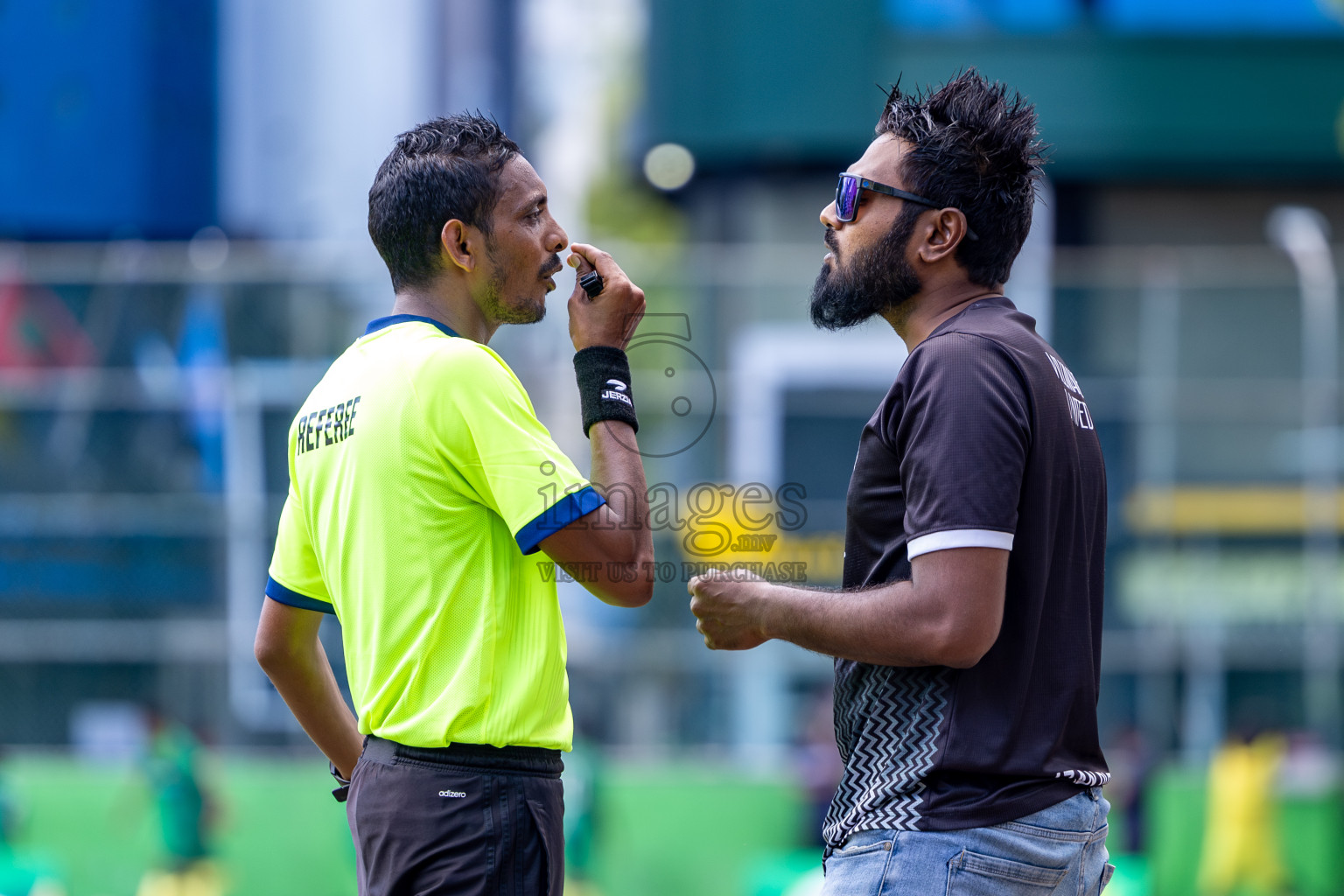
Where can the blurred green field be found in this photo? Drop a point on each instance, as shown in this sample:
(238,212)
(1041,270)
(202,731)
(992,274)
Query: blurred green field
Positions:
(280,832)
(666,830)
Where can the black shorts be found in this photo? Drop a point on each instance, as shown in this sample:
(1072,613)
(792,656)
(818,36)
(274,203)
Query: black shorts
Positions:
(461,821)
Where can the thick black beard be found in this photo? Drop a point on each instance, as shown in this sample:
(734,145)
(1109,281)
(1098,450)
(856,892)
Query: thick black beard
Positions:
(495,306)
(878,280)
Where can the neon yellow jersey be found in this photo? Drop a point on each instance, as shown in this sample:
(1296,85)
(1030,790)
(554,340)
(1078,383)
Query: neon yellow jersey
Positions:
(420,486)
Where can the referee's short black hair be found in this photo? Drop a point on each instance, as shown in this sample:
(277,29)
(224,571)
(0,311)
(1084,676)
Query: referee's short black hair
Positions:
(973,147)
(438,171)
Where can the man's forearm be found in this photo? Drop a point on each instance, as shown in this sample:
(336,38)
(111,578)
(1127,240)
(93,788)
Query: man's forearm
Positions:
(619,474)
(885,626)
(308,685)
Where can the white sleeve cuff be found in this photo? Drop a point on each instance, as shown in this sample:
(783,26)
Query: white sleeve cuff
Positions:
(958,539)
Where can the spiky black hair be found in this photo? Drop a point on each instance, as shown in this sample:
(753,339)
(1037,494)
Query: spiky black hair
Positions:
(438,171)
(973,147)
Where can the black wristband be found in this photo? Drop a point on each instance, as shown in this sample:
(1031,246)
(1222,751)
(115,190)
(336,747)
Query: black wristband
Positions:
(341,793)
(604,375)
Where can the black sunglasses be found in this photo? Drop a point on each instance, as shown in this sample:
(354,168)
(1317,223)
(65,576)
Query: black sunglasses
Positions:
(847,198)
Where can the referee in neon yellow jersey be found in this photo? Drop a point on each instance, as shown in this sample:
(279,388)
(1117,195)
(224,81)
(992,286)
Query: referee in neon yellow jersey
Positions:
(426,500)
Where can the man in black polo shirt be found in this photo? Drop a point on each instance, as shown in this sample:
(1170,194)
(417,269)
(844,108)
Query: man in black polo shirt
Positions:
(968,633)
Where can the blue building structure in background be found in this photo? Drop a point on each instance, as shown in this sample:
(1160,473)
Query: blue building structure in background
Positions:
(108,118)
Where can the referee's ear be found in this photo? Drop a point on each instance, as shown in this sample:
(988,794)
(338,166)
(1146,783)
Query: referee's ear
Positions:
(461,243)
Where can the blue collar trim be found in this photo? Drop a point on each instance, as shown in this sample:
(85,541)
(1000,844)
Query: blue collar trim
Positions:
(376,324)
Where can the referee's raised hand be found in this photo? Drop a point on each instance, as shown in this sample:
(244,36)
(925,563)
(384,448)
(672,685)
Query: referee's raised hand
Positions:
(611,318)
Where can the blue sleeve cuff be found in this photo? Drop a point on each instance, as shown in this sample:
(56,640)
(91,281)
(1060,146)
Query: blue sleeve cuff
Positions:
(558,516)
(280,594)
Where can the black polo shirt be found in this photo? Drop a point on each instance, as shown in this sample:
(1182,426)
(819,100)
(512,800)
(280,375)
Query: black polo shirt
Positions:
(983,441)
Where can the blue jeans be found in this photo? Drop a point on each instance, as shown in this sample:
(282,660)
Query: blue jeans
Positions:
(1060,850)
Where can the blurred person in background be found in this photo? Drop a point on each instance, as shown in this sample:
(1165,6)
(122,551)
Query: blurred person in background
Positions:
(186,813)
(968,633)
(1242,850)
(20,872)
(426,506)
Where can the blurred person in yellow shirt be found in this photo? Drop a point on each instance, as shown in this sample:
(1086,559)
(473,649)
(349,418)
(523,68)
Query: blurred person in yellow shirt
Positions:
(1241,838)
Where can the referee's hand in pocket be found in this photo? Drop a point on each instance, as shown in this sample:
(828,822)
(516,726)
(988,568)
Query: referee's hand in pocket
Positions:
(611,318)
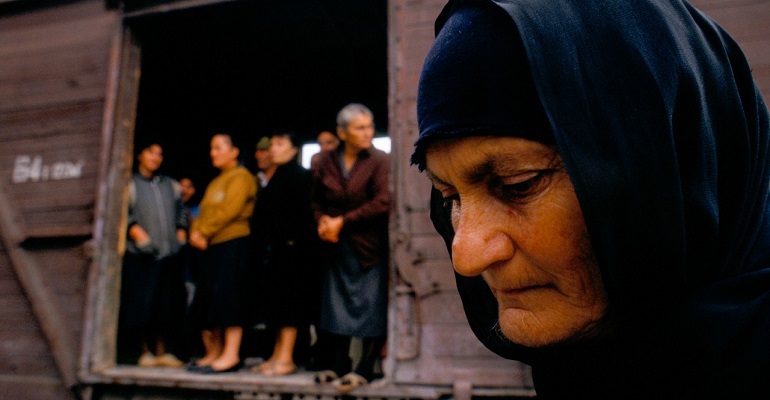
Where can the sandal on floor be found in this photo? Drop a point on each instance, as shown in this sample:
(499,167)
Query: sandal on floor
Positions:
(325,376)
(277,368)
(350,381)
(261,367)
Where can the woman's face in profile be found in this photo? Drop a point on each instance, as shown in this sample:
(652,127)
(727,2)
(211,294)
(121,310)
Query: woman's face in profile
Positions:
(223,154)
(518,224)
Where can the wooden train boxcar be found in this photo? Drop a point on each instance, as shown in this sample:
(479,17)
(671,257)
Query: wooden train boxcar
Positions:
(81,80)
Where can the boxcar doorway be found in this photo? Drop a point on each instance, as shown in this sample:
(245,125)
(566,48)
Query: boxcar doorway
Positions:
(250,68)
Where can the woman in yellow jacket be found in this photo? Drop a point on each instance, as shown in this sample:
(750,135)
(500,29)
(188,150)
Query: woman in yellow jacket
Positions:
(221,232)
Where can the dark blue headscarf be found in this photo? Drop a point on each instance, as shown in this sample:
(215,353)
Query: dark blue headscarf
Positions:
(664,134)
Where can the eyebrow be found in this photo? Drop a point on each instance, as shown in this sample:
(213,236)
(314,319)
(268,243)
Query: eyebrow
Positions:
(475,174)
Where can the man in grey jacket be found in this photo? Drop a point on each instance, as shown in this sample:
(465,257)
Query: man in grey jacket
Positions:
(152,289)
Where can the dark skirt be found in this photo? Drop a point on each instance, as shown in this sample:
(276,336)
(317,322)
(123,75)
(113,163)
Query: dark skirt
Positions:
(285,294)
(220,295)
(354,299)
(152,293)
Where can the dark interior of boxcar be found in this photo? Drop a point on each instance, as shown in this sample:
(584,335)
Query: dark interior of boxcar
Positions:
(250,68)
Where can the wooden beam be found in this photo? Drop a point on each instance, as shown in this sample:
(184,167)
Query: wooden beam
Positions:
(100,331)
(40,294)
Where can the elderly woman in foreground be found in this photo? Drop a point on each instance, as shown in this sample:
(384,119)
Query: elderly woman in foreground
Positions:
(600,174)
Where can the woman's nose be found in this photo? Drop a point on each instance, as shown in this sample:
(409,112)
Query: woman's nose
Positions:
(479,240)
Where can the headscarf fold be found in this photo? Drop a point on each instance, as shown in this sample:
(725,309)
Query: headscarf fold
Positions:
(664,134)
━━━━━━━━
◆ **PROBLEM REQUIREMENTS**:
Please return the listing above exactly and leave every picture out.

◆ **SOLUTION TO THIS TASK**:
Where can the blurred green field be found in this photo? Drop a point on each instance, as shown in this sample:
(238,212)
(1041,270)
(202,731)
(992,274)
Query: blurred green field
Positions:
(280,832)
(666,830)
Where can the black shorts be found in this photo? Drop a point on each instance, as shown in this sample:
(1072,613)
(792,656)
(818,36)
(274,203)
Query: black shorts
Positions:
(461,821)
Where can the thick black beard be found in this photo? Drop a point on each instance, as shown in this sample:
(734,145)
(1109,281)
(1098,450)
(856,892)
Query: thick black beard
Positions:
(495,306)
(878,280)
Where can the neon yellow jersey be found in this photo? Drop a point on each instance, as shown in this sample:
(1296,85)
(1030,790)
(554,340)
(1078,383)
Query: neon yellow jersey
Positions:
(420,486)
Where can the referee's short black hair be found in this photo? Drop a point on each instance, as shown in this sample:
(277,29)
(224,571)
(0,311)
(1084,676)
Query: referee's short black hair
Positions:
(973,147)
(438,171)
Where can the man's forearm be found in this photo? Drop a point on each instance, as shown in this sample:
(336,38)
(111,578)
(1127,240)
(93,788)
Query: man's forearm
Positions:
(619,474)
(885,626)
(308,685)
Where can the white sleeve cuff be found in this photo? Drop a point on each instance, as shown in this sample:
(783,26)
Query: white sleeve cuff
Positions:
(958,539)
Where can the spiky black hair be found in this photo? Drop a point on each instance, as shown in this sample:
(753,339)
(1037,494)
Query: spiky black hair
Positions:
(438,171)
(973,147)
Where can the black wristband be found in this photo? Drop a point on each instance, as shown in this sample:
(1031,246)
(1222,751)
(115,190)
(336,747)
Query: black wristband
Positions:
(341,793)
(604,375)
Where can the black sunglasses be found in this photo? Drop a point on each instance, as shown in this sample:
(354,168)
(1317,223)
(65,576)
Query: black sunglasses
Positions:
(847,198)
Where can the referee in neon yellow jersey be found in this photo? Drop a point on each instance, as shown in this sample:
(279,388)
(1117,195)
(224,81)
(992,286)
Query: referee in neon yellow jersey
Positions:
(426,500)
Where can the man in black polo shirt be found in this photo? Drop a point on each instance, as shown in this sample:
(1170,194)
(417,269)
(844,108)
Query: man in black polo shirt
Positions:
(968,633)
Where can the blue building structure in background be found in this photo? Drop a point on each instance, as shown in this sample:
(1160,473)
Query: blue building structure in background
Positions:
(108,118)
Where can the referee's ear be found in this photo? Drop a point on each instance, as shown in this sample:
(988,794)
(338,166)
(1146,783)
Query: referee's ear
Positions:
(461,243)
Where can the blue collar trim be found in this photo? Drop a point on each instance, as shown in this sample:
(85,541)
(1000,844)
Query: blue collar trim
Positions:
(376,324)
Where can the referee's raised hand be found in this photo? Drop a point on each instance, as shown in this sample:
(244,36)
(925,563)
(384,448)
(672,685)
Query: referee's raised hand
Positions:
(611,318)
Where can the blue sleeve cuff be found in this photo? Drop a point on each instance, as shown in this sample:
(56,640)
(91,281)
(1060,146)
Query: blue sleeve cuff
Positions:
(558,516)
(280,594)
Where can the black polo shirt be found in this photo? Drop a point on each instance, as shown in this sample:
(1182,426)
(819,100)
(512,800)
(280,375)
Query: black polo shirt
Positions:
(983,441)
Where can the blue jeans be found in this photo? Drop a point on each instance, as shown in this sample:
(282,660)
Query: blue jeans
Positions:
(1060,850)
Where can the blurred person in background be found in this photo? Drop a point on each instance, as shown in this sample:
(1165,6)
(122,551)
Query: blurred person in background
Positions:
(186,813)
(968,633)
(1242,850)
(20,872)
(426,506)
Where can the blurred person in yellow shirt be found in this photo? Drop a point on each instance, as shown in this sample:
(1086,559)
(473,649)
(349,418)
(523,68)
Query: blurred person in yellow shirt
Positions:
(1241,838)
Where can the referee's hand in pocket be found in this photo? Drop a point on each instance, as shown in this sample:
(828,822)
(516,726)
(988,568)
Query: referee's hand in pocket
Positions:
(611,318)
Where can the sandal on floor be found in this photo? Drop a point on each instance, as shown in this sample:
(499,167)
Query: sandal on floor
Positions:
(325,376)
(277,368)
(350,381)
(261,367)
Where can the woman's face in profile be found in this photo? Drop a point on each instance, as shown in this sample:
(652,127)
(727,2)
(211,294)
(121,310)
Query: woman's face in profile
Positions:
(223,154)
(518,224)
Where can the wooden train boxcar be found in this photo? Drop a point on each instance, as shown in this sample:
(479,17)
(671,257)
Query: wooden train boxcar
Positions:
(81,80)
Where can the boxcar doorway be found in this photo? Drop a point on each instance, as shown in this sample:
(245,125)
(566,48)
Query: boxcar doorway
Positions:
(250,68)
Where can the woman in yellow jacket be found in this photo? Drop a point on each instance, as shown in this sample:
(750,135)
(500,29)
(188,150)
Query: woman in yellow jacket
Positions:
(221,232)
Where can the dark blue headscarf be found in this photo? Drop a point on each instance, as shown in this sample:
(215,353)
Query: dark blue headscarf
Positions:
(664,134)
Where can the eyebrow be found in this photo? Drop a point on each instance, as shown in this sample:
(213,236)
(314,319)
(268,243)
Query: eyebrow
Positions:
(475,174)
Where can the man in grey jacket be found in this photo? Drop a point on each instance, as shown in this sample:
(465,257)
Query: man in grey jacket
Positions:
(152,289)
Where can the dark skirt be found in this photo? Drop a point on each instance, as shown in this sample:
(276,336)
(317,322)
(123,75)
(113,163)
Query: dark skirt
Positions:
(285,294)
(220,295)
(354,299)
(152,293)
Where can the dark interior of boxcar be found in this photo? Drop a point on each instance, as shown in this sample:
(584,335)
Query: dark interior of boxcar
Positions:
(250,68)
Where can the wooden beam be found in this photo? Drop a point on each instance, as shown in this sample:
(184,167)
Query: wooden beam
Positions:
(100,331)
(40,294)
Where can the elderly woman in foreground be found in this photo? Drop a point on each instance, as shown in this sample:
(384,119)
Query: elderly woman in foreground
Positions:
(600,174)
Where can the woman's nose be found in this photo? Drop a point on each instance, as shown in this sample:
(409,112)
Query: woman's nose
Positions:
(479,240)
Where can the headscarf fold be found in this photo? Drop a point on each instance, as shown in this sample:
(725,309)
Query: headscarf fold
Positions:
(664,134)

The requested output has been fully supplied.